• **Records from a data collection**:
......
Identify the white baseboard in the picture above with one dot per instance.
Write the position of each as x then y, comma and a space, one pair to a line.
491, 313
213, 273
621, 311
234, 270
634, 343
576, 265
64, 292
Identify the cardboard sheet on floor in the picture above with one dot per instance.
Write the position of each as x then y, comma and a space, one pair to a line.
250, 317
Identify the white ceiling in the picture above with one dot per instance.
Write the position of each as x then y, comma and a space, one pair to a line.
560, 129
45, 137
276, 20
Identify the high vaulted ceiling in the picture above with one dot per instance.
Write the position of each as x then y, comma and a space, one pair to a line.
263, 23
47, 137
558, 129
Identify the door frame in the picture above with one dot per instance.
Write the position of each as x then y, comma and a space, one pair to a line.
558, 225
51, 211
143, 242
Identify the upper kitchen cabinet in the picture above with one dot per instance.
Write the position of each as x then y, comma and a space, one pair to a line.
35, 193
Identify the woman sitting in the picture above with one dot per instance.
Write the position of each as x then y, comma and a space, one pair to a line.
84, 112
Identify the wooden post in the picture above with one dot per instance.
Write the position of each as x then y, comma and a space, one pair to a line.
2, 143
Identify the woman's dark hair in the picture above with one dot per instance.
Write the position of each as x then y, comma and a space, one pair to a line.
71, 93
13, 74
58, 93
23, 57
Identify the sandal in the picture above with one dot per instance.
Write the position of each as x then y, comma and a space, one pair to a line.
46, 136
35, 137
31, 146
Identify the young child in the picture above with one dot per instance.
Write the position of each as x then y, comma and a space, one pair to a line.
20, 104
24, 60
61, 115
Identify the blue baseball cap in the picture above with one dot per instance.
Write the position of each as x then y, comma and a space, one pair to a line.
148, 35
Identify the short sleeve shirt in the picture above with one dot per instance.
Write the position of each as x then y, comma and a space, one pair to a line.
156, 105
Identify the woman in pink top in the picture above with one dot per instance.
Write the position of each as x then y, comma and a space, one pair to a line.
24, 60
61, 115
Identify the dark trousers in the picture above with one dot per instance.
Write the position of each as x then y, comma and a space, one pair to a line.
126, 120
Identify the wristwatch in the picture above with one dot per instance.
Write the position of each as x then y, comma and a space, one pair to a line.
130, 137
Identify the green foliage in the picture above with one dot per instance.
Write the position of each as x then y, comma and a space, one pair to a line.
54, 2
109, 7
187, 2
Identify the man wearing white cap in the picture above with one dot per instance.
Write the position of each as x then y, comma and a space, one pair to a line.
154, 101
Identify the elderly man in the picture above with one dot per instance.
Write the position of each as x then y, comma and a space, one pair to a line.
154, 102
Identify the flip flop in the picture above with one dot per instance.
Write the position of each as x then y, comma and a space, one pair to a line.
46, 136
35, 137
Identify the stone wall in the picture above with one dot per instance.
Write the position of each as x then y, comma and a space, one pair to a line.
......
• **Task brief**: Return all of the entries exactly as they were supplied.

• **Written answer**:
Identify the white baseboard in the picture above with one dot per instance.
Write the position of each as x then y, comma and a space, one pair to a line.
491, 313
213, 273
621, 311
234, 270
634, 343
576, 265
64, 292
Identify the cardboard sheet on floor in the picture above with one dot per instance.
Write the position of each as x then y, comma and a space, one pair to a line.
250, 317
Identify the white ceiling in the picture above with one dot per instance.
Write the position of each as x then y, comma and a space, one pair to a line.
560, 129
45, 137
276, 20
Identify the high vaulted ceiling in the picture above with one dot per instance.
Write the position of each as x then y, comma and a space, one pair to a line.
263, 23
47, 137
558, 129
Identify the door frame in the picture above with one dot per instance.
Write the position of each as x then y, comma and a space, one pair to a line.
558, 225
51, 211
143, 242
Identify the upper kitchen cabinet in the picture above with one dot per instance.
Write the position of each as x then y, comma and a space, one pair to a line.
35, 193
Identify the woman sitting in the picture above with one dot per instance.
Write the position of each as x then y, comma and a space, one pair to a line.
84, 112
Identify the wooden post in the picture above with one dot per instance.
Write the position of each as x then y, comma and a space, one pair to a line.
2, 143
Identify the woman's dark hair in the picture above with one dot per instance.
Write the position of each as x then y, comma and a space, one pair to a line.
71, 93
13, 74
58, 93
23, 57
Identify the sandal in the picture above with one dot per instance.
Write the position of each as x then y, comma and a space, one pair to a line.
46, 136
35, 137
31, 146
Identify the young child in the picture above with one dot per instance.
Write the position of each as x then y, comma and a space, one pair to a line.
20, 104
24, 60
61, 115
Identify the blue baseball cap in the picture above with one dot per instance.
Write the position of each as x then y, comma and a space, one pair to a line.
148, 35
Identify the short sleeve shirt in the picture above with one dot per instance.
Write the position of each as x then y, comma and a space, one pair to a line.
156, 105
Identify the woman in pink top in the picture above with one dot per instance.
Write the position of each as x then y, comma and a space, one pair to a line.
24, 60
61, 115
Identify the dark trousers in the picture above with one dot per instance.
Write the position of each as x then y, comma and a space, one pair to a line.
126, 120
Identify the wristwatch in the picture above with one dot per instance.
Write the position of each as x then y, comma and a space, one pair to a line.
130, 137
Identify the green foliage in the picture above with one dot per instance.
Write the position of each as x then y, comma and a space, one pair to a line.
54, 2
109, 7
187, 2
Identify the man wearing white cap in the picture above with one dot per instance.
Write the position of each as x then y, comma and a space, one pair to a line.
154, 101
Identify the elderly man in the picture above with one dot per instance.
Write the position of each as x then y, comma and a space, one pair to a line.
154, 102
Identify the flip flop in the picture above with one dot per instance.
Write the position of each as x then y, comma and a space, one pair to a line.
46, 136
35, 137
Identify the stone wall in the picture above with one dot per instance.
Write the position of each as x then y, comma and a space, one pair to a line.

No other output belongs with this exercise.